__ACTIONS TO TAKE__.
- 1) How long is the video described in the text about the Corbett National Park film?
- 2) List the kinds of park employees that the text about the Corbett National Park film says face threats from wild animals and poachers.

__TEXT EXCERPT__.
▼▼▼
A short film made in the year 2000, set in Corbett National Park, India. Filmed, scripted and produced by Dr.Susan Sharma
Direction, videography Susan Sharma
Music S.P Sunny
Corbett National Park nestles in the foothills of the Himalayas. It is the first national park of the Indian sub-continent and was the launching pad for the region’s ambitious conservation plan called Project Tiger in 1974.
This 24 minute video was exclusively shot in Corbett Park and portrays the park from the viewpoint of a tourist. Corbett’s magnificent forests with their rich flora and fauna attract some 48,000 tourists annually, many returning year after year for sightings of tigers, elephants, deer, ghariyals etc. and some 500 odd species of birds. The film looks at the conversion of Jim Corbett, the Nainital- born Britisher who founded the National Park, from hunter to protector of wildlife.
The park’s employees – rangers, forest guards and mahouts face threats from wild animals and poachers. In the film you can meet Subedar Ali, the mahout who survived a tiger attack, spent a year in hospital and then came back to work in Corbett Park as a mahout, taking photographers and tourists for jungle trips.
The film is a tribute to the silent protectors of the tiger. It has been motivated by the belief that the Indian tiger has a better chance of survival when it is worth more alive than dead. Each tourist to the Park who has been lucky to sight a tiger goes back with unforgettable memories. Even those who don’t manage seeing a tiger cannot but wonder at the Park’s ambience, where elephants, deer and others are sure to make eye contact with you.
The film makes a subtle statement about saving the tiger through Subedar Ali; not in so many words as from the obvious passion this mahout has for wildlife.
▲▲▲
__DATASET RECORDS__.
▼▼▼
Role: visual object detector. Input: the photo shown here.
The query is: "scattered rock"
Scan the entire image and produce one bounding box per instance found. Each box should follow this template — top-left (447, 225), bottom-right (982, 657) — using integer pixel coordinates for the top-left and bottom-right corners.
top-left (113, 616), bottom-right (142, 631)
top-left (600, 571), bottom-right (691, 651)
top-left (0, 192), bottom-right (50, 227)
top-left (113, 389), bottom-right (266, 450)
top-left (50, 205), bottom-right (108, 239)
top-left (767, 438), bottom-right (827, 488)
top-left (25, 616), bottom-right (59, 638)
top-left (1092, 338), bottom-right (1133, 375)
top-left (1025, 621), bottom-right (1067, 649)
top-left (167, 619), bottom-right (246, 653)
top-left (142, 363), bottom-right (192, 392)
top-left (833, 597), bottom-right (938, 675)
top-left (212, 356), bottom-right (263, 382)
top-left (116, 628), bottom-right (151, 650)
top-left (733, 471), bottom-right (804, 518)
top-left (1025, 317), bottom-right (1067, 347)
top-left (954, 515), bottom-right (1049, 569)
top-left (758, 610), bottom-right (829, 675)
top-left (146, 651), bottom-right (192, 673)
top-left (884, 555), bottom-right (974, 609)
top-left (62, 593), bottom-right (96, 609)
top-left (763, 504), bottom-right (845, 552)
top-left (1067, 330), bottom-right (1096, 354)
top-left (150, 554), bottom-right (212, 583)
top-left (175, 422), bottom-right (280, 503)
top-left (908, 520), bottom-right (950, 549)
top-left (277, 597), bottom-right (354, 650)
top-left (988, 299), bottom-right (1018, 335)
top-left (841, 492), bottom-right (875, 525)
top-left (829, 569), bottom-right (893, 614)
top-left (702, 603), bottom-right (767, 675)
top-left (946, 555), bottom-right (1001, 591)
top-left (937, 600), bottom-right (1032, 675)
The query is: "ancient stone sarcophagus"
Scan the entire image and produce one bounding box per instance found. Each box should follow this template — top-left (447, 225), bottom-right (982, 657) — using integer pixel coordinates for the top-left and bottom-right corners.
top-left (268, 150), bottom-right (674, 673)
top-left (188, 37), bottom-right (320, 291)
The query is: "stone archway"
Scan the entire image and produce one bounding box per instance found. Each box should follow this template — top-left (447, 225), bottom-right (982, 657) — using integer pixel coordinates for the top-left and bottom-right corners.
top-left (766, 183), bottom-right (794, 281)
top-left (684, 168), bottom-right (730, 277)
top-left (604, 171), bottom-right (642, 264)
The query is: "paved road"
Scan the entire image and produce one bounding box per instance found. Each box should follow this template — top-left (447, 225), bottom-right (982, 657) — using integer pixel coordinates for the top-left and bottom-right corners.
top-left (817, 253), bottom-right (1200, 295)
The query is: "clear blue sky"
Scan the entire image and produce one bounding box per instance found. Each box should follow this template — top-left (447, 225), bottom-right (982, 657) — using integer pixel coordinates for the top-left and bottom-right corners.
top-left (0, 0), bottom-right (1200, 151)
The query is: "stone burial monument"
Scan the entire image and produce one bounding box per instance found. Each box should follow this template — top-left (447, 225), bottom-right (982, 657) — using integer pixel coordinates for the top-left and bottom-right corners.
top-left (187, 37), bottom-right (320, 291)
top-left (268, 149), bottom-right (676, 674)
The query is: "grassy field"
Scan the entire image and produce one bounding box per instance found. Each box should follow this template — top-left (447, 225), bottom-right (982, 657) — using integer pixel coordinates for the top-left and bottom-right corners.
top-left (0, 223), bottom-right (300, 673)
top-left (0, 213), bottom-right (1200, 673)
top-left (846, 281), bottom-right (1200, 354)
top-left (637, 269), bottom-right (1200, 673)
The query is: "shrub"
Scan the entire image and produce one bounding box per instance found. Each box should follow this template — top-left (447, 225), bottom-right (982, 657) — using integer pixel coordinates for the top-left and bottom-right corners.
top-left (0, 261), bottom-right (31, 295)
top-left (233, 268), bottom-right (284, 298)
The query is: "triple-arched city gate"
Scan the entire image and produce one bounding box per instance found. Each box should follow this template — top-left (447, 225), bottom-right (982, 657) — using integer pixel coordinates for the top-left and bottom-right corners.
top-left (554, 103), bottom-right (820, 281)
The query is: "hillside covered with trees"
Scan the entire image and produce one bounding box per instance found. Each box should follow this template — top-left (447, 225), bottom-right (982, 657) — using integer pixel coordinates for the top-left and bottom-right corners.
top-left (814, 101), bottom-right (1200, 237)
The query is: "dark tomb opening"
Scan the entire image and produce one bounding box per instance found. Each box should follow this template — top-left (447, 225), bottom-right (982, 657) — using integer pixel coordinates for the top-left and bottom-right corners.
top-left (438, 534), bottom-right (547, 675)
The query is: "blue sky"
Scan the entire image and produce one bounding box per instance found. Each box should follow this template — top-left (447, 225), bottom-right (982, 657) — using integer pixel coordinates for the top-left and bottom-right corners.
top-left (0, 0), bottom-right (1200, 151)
▲▲▲
__ANSWERS GIVEN__.
- 1) 24 minutes

- 2) Rangers, forest guards, mahouts